*TASK INSTRUCTIONS*: Show each line of the records below that contains the string "church". Case counts.
╭─ PROVIDED ENTRIES
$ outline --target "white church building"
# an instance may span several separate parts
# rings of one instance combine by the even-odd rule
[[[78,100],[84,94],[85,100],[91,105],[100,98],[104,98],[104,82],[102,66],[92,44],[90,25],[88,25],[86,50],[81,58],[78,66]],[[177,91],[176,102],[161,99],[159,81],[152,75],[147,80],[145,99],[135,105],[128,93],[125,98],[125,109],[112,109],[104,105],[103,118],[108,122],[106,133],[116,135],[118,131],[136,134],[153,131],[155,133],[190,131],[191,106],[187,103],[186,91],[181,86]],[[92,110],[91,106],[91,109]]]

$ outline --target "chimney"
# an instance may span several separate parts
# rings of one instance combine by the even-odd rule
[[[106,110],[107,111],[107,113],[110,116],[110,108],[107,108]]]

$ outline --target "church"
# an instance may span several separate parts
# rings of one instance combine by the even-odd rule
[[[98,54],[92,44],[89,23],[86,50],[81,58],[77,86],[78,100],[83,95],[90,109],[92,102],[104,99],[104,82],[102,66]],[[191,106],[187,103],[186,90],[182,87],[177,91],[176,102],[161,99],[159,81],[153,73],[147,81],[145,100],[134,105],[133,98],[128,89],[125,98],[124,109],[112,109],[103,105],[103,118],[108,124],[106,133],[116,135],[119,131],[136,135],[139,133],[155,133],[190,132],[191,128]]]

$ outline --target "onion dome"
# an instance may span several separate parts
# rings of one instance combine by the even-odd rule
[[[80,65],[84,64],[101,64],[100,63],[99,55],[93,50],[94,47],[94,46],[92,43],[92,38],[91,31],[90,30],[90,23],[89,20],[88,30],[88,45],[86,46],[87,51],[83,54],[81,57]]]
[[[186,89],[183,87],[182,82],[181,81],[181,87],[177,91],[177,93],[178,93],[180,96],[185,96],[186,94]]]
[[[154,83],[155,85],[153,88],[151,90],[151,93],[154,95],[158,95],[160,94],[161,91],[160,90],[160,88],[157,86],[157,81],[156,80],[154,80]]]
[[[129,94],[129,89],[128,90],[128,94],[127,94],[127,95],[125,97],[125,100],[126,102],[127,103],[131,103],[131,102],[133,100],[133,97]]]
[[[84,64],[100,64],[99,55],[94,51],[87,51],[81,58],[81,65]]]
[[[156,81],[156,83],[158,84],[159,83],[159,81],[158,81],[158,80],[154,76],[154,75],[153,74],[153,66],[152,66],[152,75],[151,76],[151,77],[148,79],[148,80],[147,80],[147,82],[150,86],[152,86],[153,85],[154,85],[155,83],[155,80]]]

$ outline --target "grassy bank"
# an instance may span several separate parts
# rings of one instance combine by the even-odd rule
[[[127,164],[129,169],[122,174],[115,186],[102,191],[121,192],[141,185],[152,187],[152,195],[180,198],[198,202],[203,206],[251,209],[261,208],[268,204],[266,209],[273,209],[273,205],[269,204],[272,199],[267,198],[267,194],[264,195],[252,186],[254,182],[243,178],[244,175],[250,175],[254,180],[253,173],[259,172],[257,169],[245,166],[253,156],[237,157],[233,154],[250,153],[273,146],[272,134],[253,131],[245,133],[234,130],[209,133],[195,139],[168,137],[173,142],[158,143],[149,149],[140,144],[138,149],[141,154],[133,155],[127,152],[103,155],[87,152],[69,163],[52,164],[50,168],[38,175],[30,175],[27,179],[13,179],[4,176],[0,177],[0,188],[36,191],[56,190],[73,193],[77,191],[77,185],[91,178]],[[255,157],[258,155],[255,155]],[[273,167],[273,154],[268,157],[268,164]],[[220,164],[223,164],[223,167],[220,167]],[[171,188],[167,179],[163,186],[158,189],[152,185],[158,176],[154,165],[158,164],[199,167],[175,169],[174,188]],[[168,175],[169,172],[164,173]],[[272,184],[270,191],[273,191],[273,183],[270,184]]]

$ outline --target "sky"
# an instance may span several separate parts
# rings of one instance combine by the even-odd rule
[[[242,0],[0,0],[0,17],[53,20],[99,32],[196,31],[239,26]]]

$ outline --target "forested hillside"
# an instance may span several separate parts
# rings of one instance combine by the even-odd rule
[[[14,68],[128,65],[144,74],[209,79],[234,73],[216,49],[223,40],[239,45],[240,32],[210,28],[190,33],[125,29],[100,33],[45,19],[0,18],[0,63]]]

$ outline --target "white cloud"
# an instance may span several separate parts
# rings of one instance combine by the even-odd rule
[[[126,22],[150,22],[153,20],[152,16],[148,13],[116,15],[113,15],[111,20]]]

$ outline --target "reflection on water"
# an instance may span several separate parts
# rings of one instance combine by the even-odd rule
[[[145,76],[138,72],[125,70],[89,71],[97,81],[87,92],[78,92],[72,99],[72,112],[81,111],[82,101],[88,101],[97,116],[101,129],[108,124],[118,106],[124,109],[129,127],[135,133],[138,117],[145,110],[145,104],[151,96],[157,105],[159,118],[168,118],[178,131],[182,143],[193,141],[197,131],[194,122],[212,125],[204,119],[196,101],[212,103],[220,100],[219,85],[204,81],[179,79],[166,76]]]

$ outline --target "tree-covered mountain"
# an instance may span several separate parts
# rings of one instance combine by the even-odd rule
╰─
*TASK OUTPUT*:
$ outline --target "white church building"
$ outline --target "church"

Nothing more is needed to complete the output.